THE PROBLEM
Every line of the data below must be output exactly, with images left out.

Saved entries
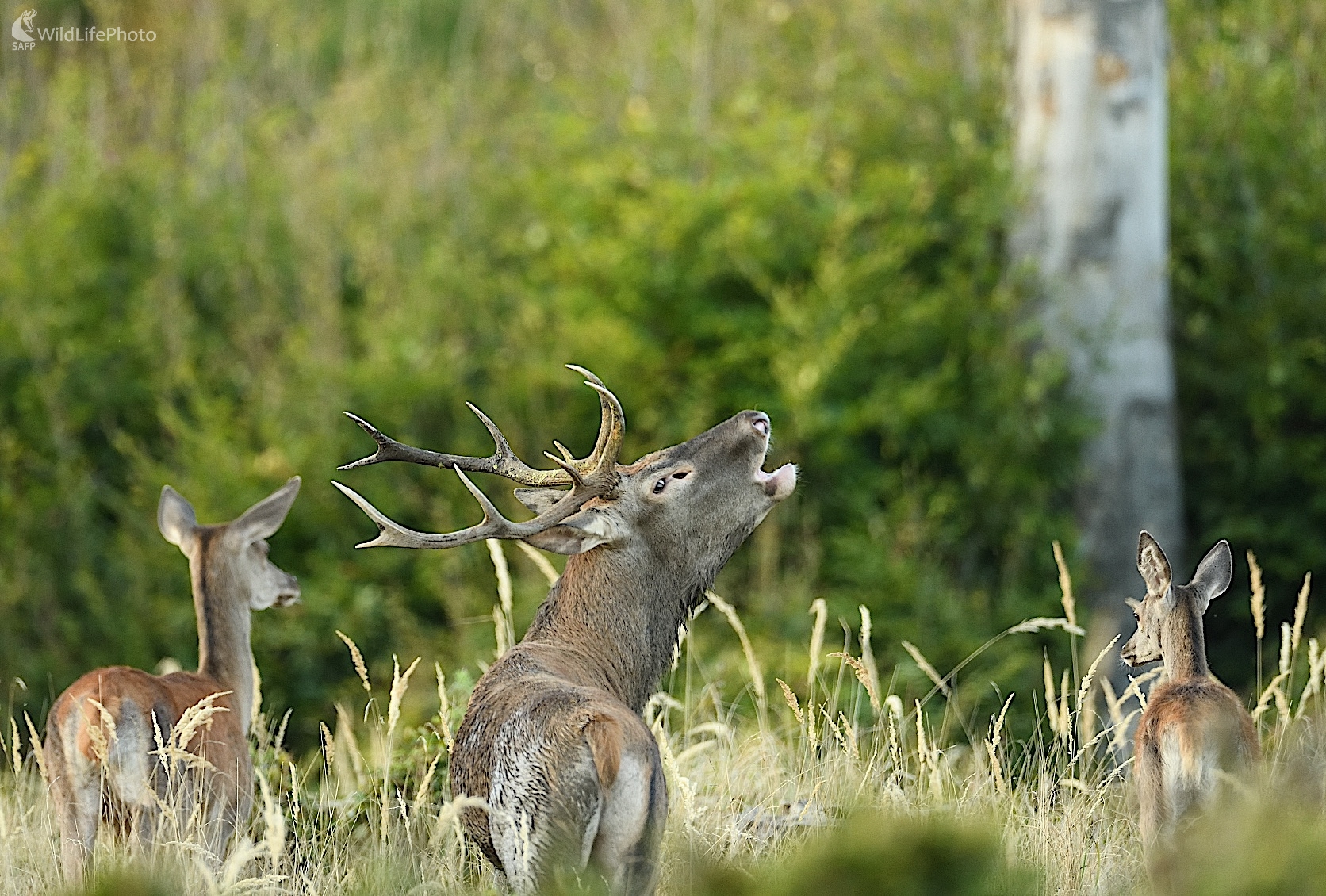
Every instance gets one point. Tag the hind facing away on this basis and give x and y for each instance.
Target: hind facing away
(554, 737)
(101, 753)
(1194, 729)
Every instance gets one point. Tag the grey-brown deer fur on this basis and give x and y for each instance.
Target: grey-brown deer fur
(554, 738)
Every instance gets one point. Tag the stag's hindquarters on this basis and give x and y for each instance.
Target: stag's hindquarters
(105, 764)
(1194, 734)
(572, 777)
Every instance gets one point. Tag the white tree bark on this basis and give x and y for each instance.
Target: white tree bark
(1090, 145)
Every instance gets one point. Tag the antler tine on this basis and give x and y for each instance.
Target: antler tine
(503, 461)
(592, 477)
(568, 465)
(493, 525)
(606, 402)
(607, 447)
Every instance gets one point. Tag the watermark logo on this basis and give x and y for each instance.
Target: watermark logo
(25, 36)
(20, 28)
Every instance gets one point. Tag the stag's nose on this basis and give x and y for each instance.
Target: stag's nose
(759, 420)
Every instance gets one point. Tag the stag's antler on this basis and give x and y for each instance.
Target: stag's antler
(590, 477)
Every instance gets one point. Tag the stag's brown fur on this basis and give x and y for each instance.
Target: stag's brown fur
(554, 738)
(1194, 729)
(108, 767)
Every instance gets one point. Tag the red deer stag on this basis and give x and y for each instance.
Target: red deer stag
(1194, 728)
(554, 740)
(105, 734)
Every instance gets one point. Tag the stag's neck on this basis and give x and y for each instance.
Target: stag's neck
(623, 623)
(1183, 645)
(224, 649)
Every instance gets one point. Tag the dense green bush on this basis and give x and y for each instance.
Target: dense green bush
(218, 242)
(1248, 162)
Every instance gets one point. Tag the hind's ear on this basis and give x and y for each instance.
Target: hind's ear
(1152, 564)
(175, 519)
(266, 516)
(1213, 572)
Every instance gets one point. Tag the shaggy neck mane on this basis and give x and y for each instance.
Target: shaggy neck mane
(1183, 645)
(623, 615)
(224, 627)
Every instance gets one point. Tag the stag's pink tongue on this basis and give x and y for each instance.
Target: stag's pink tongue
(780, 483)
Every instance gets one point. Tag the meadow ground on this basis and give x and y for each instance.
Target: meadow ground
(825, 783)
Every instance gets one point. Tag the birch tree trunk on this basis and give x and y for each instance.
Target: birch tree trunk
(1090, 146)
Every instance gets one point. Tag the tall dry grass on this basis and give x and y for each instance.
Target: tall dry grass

WRITTEN RESPONSE
Every instance gets one point. Tag the hind facing away on this basis and give x and y for each instance.
Target: hind facing away
(554, 737)
(101, 753)
(1194, 729)
Every instance gets one point. Tag the grey-brown deer fur on this basis and give x and y for each instance.
Target: grey-brown deer fur
(554, 738)
Every instance gets one point. Tag the stag's hindquarters on this basis and give x and y for each instance.
Target: stag's hindquarters
(105, 764)
(1194, 734)
(572, 777)
Every instance gets one point. Tag the white tree bark on this basis and give x and y for each instance.
Target: white tree bark
(1090, 145)
Every instance gets one point. Tag the antler tine on this basis and give x and y for each instance.
Target: antler tine
(503, 461)
(592, 477)
(568, 465)
(493, 525)
(606, 402)
(607, 447)
Every instance gets one point. Tag the watermark logo on this basis and give x and y for each instance.
Target: watermark logo
(25, 36)
(20, 28)
Every instance gets one point. Tag the stag's nose on this basis and give x and y for each instance.
Target: stag's nose
(759, 420)
Every instance gets one point. Tag the stag's antler on this basis and give x and y for each instance.
Target: stag's antler
(590, 477)
Every instance gets one point. Tag the stag's brown fur on this basis and give x and y for each instance.
Target: stag's brown fur
(554, 738)
(1194, 729)
(108, 767)
Every instance gets one point. Tag the red deer stag on this basis and give x and y for each instance.
Target: red deer stag
(1194, 728)
(554, 740)
(105, 734)
Every instance gets one point. Tag the stag's neck on this basis and give x and y for each instance.
Target: stag's neck
(623, 623)
(1183, 645)
(224, 649)
Every instance gets one point. Tag the dense green bush on this basis and give x and y for each instance.
Target: dense green bush
(218, 242)
(1248, 162)
Every instance gets one point. Tag the hind's ear on this basis and give x and y for each instance.
Target: hind's ear
(1152, 564)
(175, 519)
(266, 516)
(1213, 572)
Every instance gets one point. Tag the shaggy neck mane on this basis and give x and y for each instance.
Target: shaggy neck mane
(1183, 645)
(623, 615)
(224, 627)
Every instance gets one point. Tag the stag's pink tongue on this basis and give x and y for each instance.
Target: stag's pink tongue
(780, 483)
Every instance gets one point. Tag the meadow ground on this basis and give x and y for each instance.
Target: meadow ground
(825, 783)
Every instance gets one point. Tag the birch tree trunk on this basis and give x and y for each instance.
Target: birch tree trunk
(1090, 146)
Every instance gets one point. Tag the tall dry grass on this basis and give x and y for each instance.
Target: tall dry grass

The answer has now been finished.